Image point annotation entries
________________________________________
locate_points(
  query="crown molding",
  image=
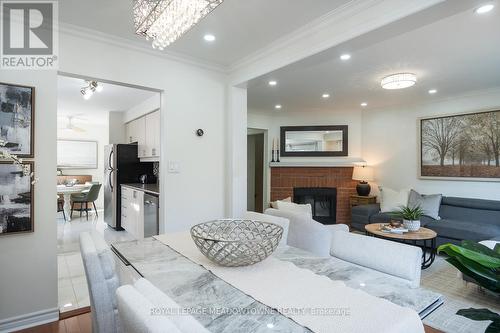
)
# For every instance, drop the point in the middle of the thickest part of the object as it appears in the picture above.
(101, 37)
(351, 20)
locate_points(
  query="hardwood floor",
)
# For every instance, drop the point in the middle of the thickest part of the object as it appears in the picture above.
(83, 324)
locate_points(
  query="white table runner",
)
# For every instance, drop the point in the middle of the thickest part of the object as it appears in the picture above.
(312, 300)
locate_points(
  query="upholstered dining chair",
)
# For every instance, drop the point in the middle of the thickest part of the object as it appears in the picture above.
(137, 302)
(84, 198)
(102, 282)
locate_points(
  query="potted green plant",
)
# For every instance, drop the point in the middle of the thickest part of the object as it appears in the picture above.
(481, 264)
(477, 261)
(410, 216)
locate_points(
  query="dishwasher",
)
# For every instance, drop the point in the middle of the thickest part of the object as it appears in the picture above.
(151, 212)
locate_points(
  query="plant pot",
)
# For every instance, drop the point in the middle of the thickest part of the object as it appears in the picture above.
(411, 225)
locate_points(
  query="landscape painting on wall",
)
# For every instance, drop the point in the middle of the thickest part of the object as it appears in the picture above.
(16, 119)
(16, 199)
(461, 146)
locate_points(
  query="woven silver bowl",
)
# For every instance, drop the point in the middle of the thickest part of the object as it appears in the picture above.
(232, 243)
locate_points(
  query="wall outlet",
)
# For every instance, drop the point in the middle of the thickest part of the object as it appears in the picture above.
(174, 167)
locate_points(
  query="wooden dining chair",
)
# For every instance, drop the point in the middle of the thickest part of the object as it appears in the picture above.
(60, 206)
(84, 198)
________________________________________
Task directions
All of the material above needs to be restated exactly, with no pictures.

Answer in full
locate_points(
  query="crown molding",
  image=
)
# For every instance, drop the point in the middle of the thickest part of the object as it appears in the picture above.
(101, 37)
(351, 20)
locate_points(
  query="hardwood floor",
)
# For every instance, drop the point in the middle of the thickest part of the object as it appears in the picture above.
(83, 324)
locate_points(
  query="white table runner",
)
# For every instance, drop the point in the middle of the thickest part of the object as it appears in the picture above.
(312, 300)
locate_points(
  query="upholstered dining chair",
)
# For every instance, drop the point in the middle of the thickest part of the object as it appears in the picture above.
(137, 302)
(84, 198)
(102, 282)
locate_points(
  query="potted green plant",
)
# For every instance, drop the point in the middle of the thickest part of the object as it appears in the picture above.
(481, 264)
(477, 261)
(410, 216)
locate_points(
  query="dishwasher",
)
# For every instance, drop the point in the middle of the thickest part of the object as it appears in the picture above.
(151, 212)
locate_points(
  query="plant pot",
)
# For every instance, drop the point in the middle of the thickest part of the object as it appears in the picture above.
(411, 225)
locate_points(
  query="landscape painting on wall",
)
# For every instance, drop the point in the middle of the thickest part of the object as it appears in the picture above.
(16, 119)
(16, 199)
(461, 146)
locate_points(
  query="woven silver bowl",
)
# For every instance, drop the point in the middle of the thickest part of the object as it appears in the picture above.
(232, 243)
locate_points(
  query="wall outlet",
)
# For every instance, drop the point in the middle of the thickest part of the object as it appears in the picture above.
(174, 167)
locate_points(
  query="wooden dining chair",
)
# For every instance, drop the point in the middle of the thickest part of the object as it appears in the picture above.
(60, 206)
(84, 198)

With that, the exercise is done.